[TASK STATEMENT]
The data must be returned exactly. No line may be left out.

[STUDY MATERIAL]
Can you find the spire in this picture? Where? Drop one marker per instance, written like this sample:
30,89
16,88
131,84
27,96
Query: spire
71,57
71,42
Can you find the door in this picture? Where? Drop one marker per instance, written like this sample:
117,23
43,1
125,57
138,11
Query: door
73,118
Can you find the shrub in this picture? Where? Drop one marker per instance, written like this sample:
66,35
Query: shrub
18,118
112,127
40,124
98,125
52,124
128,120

[PROBLEM SOLUTION]
Can you find the spire in this picture? Where? Drop one marker per instance, written like this sample:
30,89
16,88
131,84
27,96
Query: spire
71,57
71,42
Can you find the door in this picture? Where? Drop one marker per instance, written like this sample:
117,23
43,1
125,57
138,11
Query: door
73,118
Can you find the shrub in this picture? Where? Drop one marker per instance, written like this sample:
66,35
Query: shrub
18,118
112,127
40,124
98,125
52,124
128,120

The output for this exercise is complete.